EXERCISE INSTRUCTIONS => When you reproduce the entries below, keep each one exact and drop any pictures.
━━ EXTRACTED DATA ━━
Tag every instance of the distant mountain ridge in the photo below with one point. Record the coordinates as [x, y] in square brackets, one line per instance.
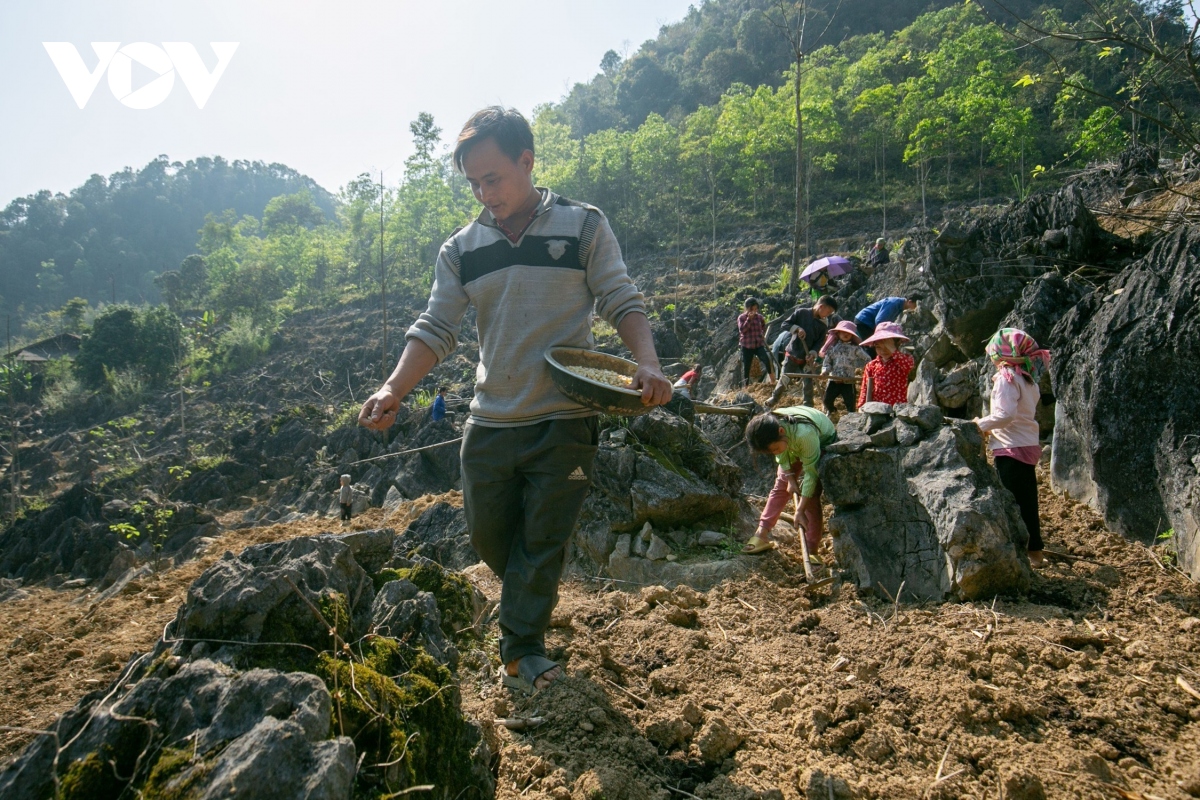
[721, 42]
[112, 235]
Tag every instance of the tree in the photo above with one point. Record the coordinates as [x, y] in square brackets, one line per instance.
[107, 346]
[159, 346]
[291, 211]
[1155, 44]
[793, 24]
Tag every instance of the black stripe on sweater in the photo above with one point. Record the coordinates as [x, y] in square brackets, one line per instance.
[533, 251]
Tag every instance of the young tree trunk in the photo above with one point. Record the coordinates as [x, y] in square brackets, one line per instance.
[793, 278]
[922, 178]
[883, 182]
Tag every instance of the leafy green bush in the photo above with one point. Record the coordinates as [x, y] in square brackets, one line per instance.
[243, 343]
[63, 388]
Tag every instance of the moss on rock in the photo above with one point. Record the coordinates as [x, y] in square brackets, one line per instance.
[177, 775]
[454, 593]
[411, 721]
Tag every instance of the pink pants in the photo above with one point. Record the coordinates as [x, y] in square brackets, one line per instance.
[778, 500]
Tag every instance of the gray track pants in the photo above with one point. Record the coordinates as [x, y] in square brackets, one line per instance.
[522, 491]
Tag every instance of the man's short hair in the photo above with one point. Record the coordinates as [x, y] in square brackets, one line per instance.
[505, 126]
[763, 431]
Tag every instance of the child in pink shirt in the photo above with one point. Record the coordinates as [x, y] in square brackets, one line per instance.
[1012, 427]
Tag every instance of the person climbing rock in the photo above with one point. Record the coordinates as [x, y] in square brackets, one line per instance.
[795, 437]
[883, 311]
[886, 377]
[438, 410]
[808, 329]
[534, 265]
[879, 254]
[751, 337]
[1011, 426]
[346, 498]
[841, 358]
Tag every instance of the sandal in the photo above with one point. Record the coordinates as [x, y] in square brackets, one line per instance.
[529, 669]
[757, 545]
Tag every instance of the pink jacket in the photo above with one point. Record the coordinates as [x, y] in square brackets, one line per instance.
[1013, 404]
━━━
RESULT OF THIS EXERCISE =>
Tag every instance of the distant mountain ridge in the photo below with one point. Record the coordinates as [x, y] in square brackets, one line per instance.
[721, 42]
[112, 235]
Tag every instance of the tree in the photo above with one point. Record the coordinates as [x, y] in square brackets, one line per instance.
[107, 346]
[159, 346]
[291, 211]
[1155, 44]
[793, 24]
Tag every instance of the black stripe on sweater in the photo above with one point. Record the coordinates as [x, y] in square brackets, one line per instance.
[533, 251]
Tag every instance of the young tree trunk in the photo above with one point. Record the coordinates as [x, y] in square brackets, one line per instance.
[793, 278]
[922, 178]
[883, 182]
Tag every instance of the leafy green bush in the photo above with one point. Record the coordinates as [x, y] in square brackets, one line per instance.
[243, 343]
[63, 388]
Tag every instance of the moss on rock in the photo above with one point. Record the coordinates as [x, y] in square brackets, one line per instance.
[177, 775]
[454, 593]
[411, 721]
Tag every instance of the pink pants in the photo above with one point. Record the coordinates as [x, y] in square brackets, one line per instance.
[778, 500]
Tag every instance of the gray track pants in the photo above with one point. Record the coordinates as [x, y] in square brackets, one line per instance.
[522, 491]
Tag every instance of the man's short hair in the photo above with one point. Record the coordinates as [x, y] in square brackets, one line per instance.
[505, 126]
[763, 431]
Tag every instance of the child in pink shirt in the photo above with one point. Record the coordinates as [x, y] in square brackets, one line per instance.
[1012, 427]
Tag every instance of the person climbing rock in the photo above with one point. Record the coordinates as [x, y] in square brackets, one line per instance.
[795, 437]
[883, 311]
[886, 377]
[438, 410]
[808, 329]
[534, 265]
[879, 254]
[751, 337]
[1011, 426]
[346, 498]
[841, 358]
Tag every instance of the sandal in the photo above with one point. Record the coordinates as [x, y] in square brackets, one line per instance.
[529, 669]
[757, 545]
Tag every instance of the pink jacket in the photo above with one point. Record the coordinates as [x, y] in square brackets, one line per instance.
[1013, 404]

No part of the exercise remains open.